* **What is needed**: Rewrite the lines below with "metal pole" replaced by "steel pole" wherever it occurs, leaving everything else as it is.

* **Data to use**:
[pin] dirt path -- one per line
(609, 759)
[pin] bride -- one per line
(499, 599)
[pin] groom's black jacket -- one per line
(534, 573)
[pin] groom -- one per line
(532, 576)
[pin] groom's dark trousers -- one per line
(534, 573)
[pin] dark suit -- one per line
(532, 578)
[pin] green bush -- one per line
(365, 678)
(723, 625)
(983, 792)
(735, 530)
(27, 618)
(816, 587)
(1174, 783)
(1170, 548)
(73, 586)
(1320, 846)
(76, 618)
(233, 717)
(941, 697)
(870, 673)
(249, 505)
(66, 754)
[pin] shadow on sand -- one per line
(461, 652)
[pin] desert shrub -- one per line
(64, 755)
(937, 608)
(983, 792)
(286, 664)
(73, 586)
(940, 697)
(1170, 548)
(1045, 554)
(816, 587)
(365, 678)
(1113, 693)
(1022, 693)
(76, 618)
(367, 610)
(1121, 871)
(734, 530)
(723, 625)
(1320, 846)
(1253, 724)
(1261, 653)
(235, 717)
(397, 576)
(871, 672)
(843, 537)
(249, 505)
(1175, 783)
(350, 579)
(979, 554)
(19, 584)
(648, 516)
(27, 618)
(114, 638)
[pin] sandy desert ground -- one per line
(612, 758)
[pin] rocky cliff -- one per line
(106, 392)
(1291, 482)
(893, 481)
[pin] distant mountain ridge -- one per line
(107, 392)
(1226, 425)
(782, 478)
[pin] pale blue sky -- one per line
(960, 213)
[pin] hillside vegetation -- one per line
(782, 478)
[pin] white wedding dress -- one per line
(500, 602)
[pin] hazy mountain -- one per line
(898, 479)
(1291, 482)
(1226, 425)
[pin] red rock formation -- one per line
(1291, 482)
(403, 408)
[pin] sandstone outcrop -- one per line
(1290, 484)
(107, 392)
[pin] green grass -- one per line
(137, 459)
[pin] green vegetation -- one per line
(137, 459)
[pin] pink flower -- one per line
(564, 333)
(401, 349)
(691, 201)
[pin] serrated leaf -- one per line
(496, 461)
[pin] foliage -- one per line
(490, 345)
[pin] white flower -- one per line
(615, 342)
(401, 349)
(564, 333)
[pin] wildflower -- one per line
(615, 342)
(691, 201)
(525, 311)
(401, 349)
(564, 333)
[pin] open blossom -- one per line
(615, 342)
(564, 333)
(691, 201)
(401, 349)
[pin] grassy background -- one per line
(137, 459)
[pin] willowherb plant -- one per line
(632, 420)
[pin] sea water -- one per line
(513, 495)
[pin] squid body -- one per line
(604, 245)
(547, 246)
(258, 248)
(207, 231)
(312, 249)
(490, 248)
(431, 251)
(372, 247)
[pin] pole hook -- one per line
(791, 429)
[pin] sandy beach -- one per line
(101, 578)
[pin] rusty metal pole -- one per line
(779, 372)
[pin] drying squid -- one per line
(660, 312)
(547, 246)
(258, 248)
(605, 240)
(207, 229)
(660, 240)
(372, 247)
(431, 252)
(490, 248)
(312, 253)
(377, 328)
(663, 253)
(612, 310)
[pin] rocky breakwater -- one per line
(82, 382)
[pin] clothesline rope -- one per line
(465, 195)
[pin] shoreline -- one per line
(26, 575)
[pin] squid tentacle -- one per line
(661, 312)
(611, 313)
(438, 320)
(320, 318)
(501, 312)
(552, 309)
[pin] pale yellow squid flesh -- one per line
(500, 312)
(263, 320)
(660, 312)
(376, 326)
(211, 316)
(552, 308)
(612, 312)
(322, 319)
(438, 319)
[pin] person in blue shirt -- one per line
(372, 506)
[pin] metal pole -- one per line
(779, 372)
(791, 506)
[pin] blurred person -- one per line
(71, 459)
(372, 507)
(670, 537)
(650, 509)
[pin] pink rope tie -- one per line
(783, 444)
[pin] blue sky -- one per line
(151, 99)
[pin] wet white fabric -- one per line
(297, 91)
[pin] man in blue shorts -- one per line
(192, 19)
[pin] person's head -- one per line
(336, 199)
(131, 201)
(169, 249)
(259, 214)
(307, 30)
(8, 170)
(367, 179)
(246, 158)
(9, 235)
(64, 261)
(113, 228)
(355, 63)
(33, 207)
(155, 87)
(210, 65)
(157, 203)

* **Solved exercise**:
[pin] dirt path -- one per line
(609, 759)
[pin] bride -- one per line
(499, 599)
[pin] groom's black jacket -- one per line
(534, 573)
[pin] groom -- one per line
(532, 576)
[pin] groom's dark trousers -- one per line
(534, 573)
[pin] dark suit -- one per line
(532, 578)
[pin] green bush -- one per line
(365, 678)
(723, 625)
(983, 792)
(735, 530)
(27, 618)
(816, 587)
(1174, 783)
(1170, 548)
(73, 586)
(1320, 846)
(76, 618)
(233, 717)
(941, 697)
(870, 673)
(249, 505)
(66, 754)
[pin] shadow on sand -- one per line
(461, 652)
[pin] desert shrub -- one per line
(64, 755)
(937, 608)
(983, 792)
(286, 664)
(73, 586)
(940, 697)
(1170, 548)
(1045, 554)
(816, 587)
(365, 678)
(1113, 693)
(1022, 693)
(76, 618)
(367, 610)
(1121, 871)
(734, 530)
(723, 625)
(1320, 846)
(1253, 724)
(1261, 653)
(235, 717)
(397, 576)
(871, 672)
(843, 537)
(249, 505)
(1175, 783)
(350, 579)
(979, 554)
(19, 584)
(648, 516)
(27, 618)
(114, 638)
[pin] sandy desert ground -- one per line
(612, 758)
[pin] rocky cliff -- one per line
(106, 392)
(1291, 482)
(893, 481)
[pin] distant mountain ridge -- one per line
(107, 392)
(1226, 425)
(782, 478)
[pin] pale blue sky -- one per line
(960, 213)
[pin] hillside vegetation -- one per line
(782, 478)
[pin] white wedding dress -- one per line
(500, 602)
[pin] hazy mountain -- one per line
(898, 479)
(1291, 482)
(1226, 425)
[pin] red rock formation -- one per line
(1291, 482)
(403, 408)
[pin] sandstone outcrop -- one per line
(1290, 484)
(107, 392)
[pin] green grass -- one per line
(137, 459)
[pin] green vegetation -- one per line
(137, 459)
[pin] pink flower -- one per line
(564, 333)
(401, 349)
(691, 201)
[pin] serrated leaf -- one per line
(496, 461)
[pin] foliage -- one per line
(490, 345)
[pin] white flower -- one per line
(615, 342)
(401, 349)
(564, 333)
[pin] wildflower -- one per line
(615, 342)
(691, 201)
(525, 311)
(401, 349)
(564, 333)
[pin] open blossom -- one per line
(615, 342)
(564, 333)
(691, 201)
(401, 349)
[pin] grassy background -- one per line
(137, 459)
[pin] willowherb plant -- one per line
(632, 420)
[pin] sea water -- one per line
(513, 495)
[pin] squid body -- one per line
(604, 245)
(547, 246)
(258, 248)
(207, 231)
(312, 249)
(490, 248)
(431, 251)
(372, 247)
[pin] pole hook -- one per line
(791, 429)
[pin] sandy beach -- one per line
(101, 578)
[pin] rusty steel pole -- one per line
(779, 372)
[pin] drying squid -- one per line
(660, 312)
(547, 246)
(258, 248)
(605, 240)
(207, 229)
(660, 240)
(372, 247)
(431, 252)
(490, 248)
(312, 253)
(377, 328)
(663, 253)
(612, 310)
[pin] rocky breakwater -- one per line
(82, 382)
[pin] clothesline rope -- one per line
(465, 195)
[pin] shoreline -- one per line
(26, 575)
[pin] squid tentacle -- one per line
(661, 312)
(611, 313)
(438, 320)
(320, 318)
(501, 312)
(552, 309)
[pin] pale yellow squid flesh -- one per line
(500, 312)
(263, 320)
(660, 312)
(376, 326)
(211, 316)
(552, 308)
(612, 312)
(322, 319)
(438, 319)
[pin] person in blue shirt -- one per line
(372, 506)
[pin] steel pole -- one per line
(779, 372)
(791, 506)
[pin] blurred person -- one per line
(71, 459)
(372, 507)
(670, 537)
(650, 509)
[pin] pink rope tie -- one per line
(783, 444)
[pin] blue sky -- one per line
(151, 99)
[pin] wet white fabric -- one per line
(297, 91)
[pin] man in blue shorts -- one per line
(192, 19)
[pin] person's head -- one per line
(336, 199)
(131, 201)
(169, 249)
(259, 214)
(307, 30)
(8, 170)
(367, 179)
(246, 158)
(9, 235)
(64, 261)
(113, 228)
(355, 63)
(33, 207)
(155, 87)
(210, 65)
(157, 203)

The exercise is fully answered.